# Written task
Which lines of the records below contain the string "exact"? Pick out each of them and copy it in full.

Records excerpted from a collection
────────────────────────────────────────

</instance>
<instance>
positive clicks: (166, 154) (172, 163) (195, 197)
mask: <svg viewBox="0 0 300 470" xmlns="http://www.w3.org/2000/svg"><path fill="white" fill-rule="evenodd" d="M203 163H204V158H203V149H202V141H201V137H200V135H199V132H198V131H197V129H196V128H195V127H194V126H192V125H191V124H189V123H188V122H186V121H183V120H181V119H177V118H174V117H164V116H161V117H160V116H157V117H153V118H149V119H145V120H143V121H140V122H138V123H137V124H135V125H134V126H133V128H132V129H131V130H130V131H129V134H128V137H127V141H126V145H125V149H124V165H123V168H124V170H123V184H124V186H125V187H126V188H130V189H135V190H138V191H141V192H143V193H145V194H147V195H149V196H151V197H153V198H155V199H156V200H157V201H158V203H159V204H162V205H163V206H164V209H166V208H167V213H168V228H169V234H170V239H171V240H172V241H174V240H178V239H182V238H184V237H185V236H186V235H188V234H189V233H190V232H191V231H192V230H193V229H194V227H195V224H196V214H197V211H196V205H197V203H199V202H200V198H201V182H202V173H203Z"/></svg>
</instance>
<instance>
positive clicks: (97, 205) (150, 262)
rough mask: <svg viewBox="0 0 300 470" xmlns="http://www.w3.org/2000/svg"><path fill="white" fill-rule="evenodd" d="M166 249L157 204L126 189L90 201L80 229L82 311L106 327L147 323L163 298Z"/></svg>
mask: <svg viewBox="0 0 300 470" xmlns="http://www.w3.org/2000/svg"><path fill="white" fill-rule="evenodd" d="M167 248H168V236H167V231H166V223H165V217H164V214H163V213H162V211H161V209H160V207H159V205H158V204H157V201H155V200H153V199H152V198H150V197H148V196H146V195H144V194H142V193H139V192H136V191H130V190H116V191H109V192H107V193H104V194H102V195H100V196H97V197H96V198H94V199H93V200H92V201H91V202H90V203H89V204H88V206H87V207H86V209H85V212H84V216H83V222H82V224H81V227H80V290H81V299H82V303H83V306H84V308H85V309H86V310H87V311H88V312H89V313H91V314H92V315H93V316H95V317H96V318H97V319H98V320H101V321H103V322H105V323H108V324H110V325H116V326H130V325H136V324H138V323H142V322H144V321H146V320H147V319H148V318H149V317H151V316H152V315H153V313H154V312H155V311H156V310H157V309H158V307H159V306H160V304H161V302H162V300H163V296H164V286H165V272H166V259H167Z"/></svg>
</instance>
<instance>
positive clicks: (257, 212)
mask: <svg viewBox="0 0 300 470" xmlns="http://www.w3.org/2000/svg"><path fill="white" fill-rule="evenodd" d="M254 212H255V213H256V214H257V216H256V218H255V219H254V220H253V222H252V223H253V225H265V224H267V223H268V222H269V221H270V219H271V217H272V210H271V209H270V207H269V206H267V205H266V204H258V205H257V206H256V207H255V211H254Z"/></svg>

────────────────────────────────────────

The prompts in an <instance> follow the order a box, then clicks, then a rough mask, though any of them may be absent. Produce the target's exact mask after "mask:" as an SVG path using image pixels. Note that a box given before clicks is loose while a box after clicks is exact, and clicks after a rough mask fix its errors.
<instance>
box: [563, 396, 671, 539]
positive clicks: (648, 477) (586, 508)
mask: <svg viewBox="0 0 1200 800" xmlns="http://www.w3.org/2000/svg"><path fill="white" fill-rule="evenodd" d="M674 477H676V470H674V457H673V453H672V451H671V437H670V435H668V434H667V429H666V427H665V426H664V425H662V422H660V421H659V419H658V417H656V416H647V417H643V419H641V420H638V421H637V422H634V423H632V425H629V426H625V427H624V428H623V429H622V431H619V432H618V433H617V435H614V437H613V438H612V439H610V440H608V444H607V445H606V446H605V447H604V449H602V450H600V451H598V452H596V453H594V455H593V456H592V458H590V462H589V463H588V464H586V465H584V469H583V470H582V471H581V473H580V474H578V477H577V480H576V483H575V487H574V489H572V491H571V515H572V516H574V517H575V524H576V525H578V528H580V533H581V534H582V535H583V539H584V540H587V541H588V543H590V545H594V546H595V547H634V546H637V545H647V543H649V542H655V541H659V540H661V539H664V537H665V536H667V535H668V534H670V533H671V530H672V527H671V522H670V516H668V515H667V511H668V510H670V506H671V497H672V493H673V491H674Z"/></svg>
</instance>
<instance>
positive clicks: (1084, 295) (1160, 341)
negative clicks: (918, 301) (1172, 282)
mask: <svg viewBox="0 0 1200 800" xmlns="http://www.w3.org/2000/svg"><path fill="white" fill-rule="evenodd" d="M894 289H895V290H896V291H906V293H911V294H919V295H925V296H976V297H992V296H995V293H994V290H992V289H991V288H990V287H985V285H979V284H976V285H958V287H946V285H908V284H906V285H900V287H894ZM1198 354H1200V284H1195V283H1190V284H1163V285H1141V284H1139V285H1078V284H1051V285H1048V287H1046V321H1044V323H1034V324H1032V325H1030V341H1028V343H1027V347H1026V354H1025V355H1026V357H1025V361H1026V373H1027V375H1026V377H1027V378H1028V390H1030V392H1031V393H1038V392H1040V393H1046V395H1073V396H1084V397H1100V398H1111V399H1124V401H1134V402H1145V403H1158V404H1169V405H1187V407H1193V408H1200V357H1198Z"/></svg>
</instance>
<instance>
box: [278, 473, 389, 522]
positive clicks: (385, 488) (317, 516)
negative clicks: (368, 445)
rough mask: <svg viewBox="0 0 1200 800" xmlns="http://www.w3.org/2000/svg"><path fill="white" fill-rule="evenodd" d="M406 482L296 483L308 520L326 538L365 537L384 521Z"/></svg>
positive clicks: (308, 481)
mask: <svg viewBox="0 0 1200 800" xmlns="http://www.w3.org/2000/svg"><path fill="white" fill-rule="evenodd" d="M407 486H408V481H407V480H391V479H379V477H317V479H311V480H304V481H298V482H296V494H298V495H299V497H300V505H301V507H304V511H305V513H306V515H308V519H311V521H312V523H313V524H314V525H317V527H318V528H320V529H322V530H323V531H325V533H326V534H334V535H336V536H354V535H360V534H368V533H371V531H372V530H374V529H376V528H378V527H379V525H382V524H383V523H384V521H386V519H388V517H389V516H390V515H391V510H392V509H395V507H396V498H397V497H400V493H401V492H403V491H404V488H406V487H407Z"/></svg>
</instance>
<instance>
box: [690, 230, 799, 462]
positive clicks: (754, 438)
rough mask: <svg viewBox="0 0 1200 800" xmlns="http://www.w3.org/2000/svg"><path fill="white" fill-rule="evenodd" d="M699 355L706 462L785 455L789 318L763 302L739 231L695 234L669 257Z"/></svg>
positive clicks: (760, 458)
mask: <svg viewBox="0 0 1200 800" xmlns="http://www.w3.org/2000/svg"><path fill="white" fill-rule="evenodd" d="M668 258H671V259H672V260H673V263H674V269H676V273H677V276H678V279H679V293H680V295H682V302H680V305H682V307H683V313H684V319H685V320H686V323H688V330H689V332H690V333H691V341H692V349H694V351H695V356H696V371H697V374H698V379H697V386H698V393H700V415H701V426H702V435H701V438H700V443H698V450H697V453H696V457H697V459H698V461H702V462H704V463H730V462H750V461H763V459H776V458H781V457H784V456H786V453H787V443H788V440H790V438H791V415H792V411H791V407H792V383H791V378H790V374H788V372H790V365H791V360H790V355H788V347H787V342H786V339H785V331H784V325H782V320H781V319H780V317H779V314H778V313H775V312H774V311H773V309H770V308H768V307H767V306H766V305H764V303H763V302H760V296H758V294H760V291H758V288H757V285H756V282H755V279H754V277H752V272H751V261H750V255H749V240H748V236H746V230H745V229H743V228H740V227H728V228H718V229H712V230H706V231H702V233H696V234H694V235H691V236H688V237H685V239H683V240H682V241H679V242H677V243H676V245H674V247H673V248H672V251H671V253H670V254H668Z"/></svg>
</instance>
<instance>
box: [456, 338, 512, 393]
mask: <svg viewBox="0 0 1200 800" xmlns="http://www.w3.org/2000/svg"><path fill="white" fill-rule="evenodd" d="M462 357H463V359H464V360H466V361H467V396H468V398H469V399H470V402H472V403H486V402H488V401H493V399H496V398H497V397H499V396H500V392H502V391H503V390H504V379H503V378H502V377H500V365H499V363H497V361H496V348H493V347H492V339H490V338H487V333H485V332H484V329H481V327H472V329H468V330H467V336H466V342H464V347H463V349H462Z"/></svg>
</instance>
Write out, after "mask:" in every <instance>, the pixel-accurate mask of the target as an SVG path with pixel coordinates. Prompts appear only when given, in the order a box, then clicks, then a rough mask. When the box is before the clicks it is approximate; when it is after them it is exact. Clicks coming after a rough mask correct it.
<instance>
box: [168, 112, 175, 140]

────────────────────────────────────────

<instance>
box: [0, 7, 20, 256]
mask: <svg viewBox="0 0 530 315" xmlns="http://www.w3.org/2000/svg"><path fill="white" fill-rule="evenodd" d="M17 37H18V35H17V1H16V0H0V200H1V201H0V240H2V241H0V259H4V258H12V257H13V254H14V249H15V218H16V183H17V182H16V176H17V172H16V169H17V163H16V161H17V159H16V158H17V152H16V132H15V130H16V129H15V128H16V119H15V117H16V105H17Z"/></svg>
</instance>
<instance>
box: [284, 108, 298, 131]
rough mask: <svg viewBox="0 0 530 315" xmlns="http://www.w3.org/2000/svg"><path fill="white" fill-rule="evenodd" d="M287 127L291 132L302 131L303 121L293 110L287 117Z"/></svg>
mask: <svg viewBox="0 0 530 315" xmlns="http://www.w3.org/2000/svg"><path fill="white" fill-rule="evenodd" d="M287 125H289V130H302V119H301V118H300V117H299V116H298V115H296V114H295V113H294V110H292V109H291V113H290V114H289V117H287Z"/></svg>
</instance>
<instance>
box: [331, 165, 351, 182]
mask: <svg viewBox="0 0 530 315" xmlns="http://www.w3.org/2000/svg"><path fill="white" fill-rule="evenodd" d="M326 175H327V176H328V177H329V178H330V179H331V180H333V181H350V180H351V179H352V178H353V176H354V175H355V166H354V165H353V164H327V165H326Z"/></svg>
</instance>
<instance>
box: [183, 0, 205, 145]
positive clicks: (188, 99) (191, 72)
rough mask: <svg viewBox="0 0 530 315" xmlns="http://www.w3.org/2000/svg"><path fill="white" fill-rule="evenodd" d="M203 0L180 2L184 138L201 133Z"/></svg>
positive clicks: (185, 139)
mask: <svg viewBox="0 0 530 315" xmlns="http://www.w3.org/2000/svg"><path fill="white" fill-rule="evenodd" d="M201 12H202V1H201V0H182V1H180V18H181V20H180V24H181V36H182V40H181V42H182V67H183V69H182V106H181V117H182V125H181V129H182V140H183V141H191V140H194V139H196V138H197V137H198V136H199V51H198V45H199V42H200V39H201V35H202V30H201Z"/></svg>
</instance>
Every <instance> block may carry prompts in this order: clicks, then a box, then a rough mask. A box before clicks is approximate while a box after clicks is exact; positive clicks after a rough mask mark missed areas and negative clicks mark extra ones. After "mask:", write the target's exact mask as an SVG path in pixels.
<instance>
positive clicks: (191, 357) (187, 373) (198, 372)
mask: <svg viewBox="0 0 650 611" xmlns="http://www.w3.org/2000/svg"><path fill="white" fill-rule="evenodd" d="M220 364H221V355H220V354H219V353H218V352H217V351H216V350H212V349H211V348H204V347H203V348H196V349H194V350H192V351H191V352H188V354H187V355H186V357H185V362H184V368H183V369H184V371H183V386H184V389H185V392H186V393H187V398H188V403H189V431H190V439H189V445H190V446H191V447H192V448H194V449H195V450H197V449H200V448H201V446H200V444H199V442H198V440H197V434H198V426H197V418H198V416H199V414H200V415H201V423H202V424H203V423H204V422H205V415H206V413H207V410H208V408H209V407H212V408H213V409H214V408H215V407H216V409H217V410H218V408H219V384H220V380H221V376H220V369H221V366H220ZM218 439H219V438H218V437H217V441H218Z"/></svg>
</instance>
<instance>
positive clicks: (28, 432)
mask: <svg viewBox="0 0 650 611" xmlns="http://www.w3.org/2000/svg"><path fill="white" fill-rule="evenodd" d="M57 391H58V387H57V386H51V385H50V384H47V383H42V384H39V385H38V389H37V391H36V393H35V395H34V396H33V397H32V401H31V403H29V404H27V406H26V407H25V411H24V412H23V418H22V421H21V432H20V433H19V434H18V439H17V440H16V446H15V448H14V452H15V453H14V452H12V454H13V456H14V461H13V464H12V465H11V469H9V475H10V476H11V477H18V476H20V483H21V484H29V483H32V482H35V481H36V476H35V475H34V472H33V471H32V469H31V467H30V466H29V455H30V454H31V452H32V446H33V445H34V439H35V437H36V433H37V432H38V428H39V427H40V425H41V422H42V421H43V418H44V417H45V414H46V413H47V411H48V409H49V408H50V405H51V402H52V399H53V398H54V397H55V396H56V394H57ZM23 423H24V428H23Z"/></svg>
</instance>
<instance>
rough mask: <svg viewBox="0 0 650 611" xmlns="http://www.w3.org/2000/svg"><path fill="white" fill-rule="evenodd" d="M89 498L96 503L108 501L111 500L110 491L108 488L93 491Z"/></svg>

────────────────────────────────────────

# Solution
The prompts in an <instance> follow the order a box, then clicks, then a rough mask, though any of them may be absent. Produce the target's exact mask after "mask:" as an SVG path using image pixels. Note that a box given before clicks is loose while a box after clicks is exact, and clicks after a rough mask fix its errors.
Write out, after "mask:" in every <instance>, the pixel-accurate mask of the target as an SVG path with pixel coordinates. Prompts appear only when given, in the order a box, then clicks, then a rough mask. When the box is before the clicks it is approximate; when it is after them it is exact. Clicks coming after a rough mask correct it.
Every <instance> block may carry prompts in this order: clicks, then a box, then a rough mask. A box before clicks is approximate while a box after clicks is exact; positive clicks after a rough mask mark missed areas and negative clicks mark extra ones. After "mask:", write the target's exact mask as an SVG path in pixels.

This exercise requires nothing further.